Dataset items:
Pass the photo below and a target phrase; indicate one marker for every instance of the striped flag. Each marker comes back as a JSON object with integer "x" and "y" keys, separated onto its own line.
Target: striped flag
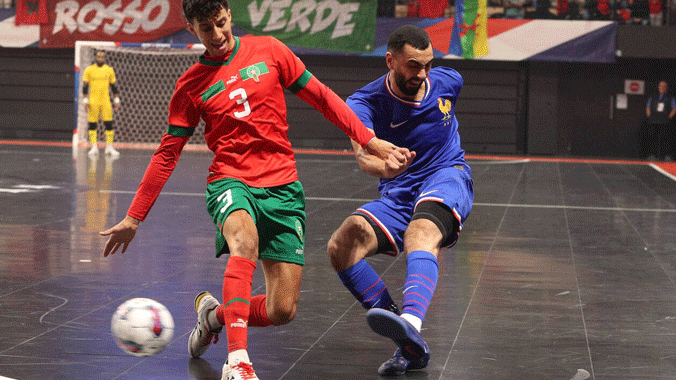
{"x": 469, "y": 37}
{"x": 31, "y": 12}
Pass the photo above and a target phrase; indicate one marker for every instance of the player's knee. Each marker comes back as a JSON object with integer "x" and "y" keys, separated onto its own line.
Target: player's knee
{"x": 347, "y": 243}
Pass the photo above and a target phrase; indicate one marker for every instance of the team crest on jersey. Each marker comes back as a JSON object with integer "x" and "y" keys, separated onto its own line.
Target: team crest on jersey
{"x": 445, "y": 106}
{"x": 254, "y": 71}
{"x": 213, "y": 90}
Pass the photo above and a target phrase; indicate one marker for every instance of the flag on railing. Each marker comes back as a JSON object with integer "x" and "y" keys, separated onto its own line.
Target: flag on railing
{"x": 469, "y": 37}
{"x": 31, "y": 12}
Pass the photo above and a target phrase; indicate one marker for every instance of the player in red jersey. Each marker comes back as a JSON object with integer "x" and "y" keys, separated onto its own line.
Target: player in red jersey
{"x": 253, "y": 192}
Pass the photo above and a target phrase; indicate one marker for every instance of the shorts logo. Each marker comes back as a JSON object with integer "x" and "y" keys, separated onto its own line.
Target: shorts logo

_GOAL_: Could you rewrite all the records with every "marker" changed to "point" and nothing else altered? Leave the pictures out of your answer.

_SOLUTION TO THE EXERCISE_:
Pass the photo below and a target phrase; indicate one point for every instance of the striped flag. Each point comes back as a JSON object with integer "x" and "y" keys, separated onto its own line.
Target: striped flag
{"x": 469, "y": 37}
{"x": 31, "y": 12}
Pass the photo above and a target phrase; indicate one point for every instance of the player's knee. Each point comes back as a JSON object with integer "x" and "y" keys, separated onto its own line.
Target: player's knee
{"x": 347, "y": 243}
Pass the photo above and a target phrase; indicate one point for every instance of the team crest on jersey. Each point comes back as a JSON object with integer "x" and "y" keys, separated onto its own line.
Target: team crest on jersey
{"x": 445, "y": 106}
{"x": 254, "y": 71}
{"x": 213, "y": 90}
Pass the photo above and a target phrase; indicate one point for every instance of the flag on railing. Each point comes back as a JSON object with integer "x" and "y" keys, separated onto its own line.
Target: flag on railing
{"x": 469, "y": 37}
{"x": 31, "y": 12}
Pass the photo above and a target phrase; indicate one point for every instance of the player in red jersey. Each point comes back as a JSON object with integer "x" and "y" keys, separated onto its own line.
Target: player in red jersey
{"x": 253, "y": 192}
Pass the photo above and a target phrase; indicate one point for every instance of the shorts logo. Each point comes back as a JSON object with integer "x" and "y" keys, separated onto its own line.
Target: shorts logo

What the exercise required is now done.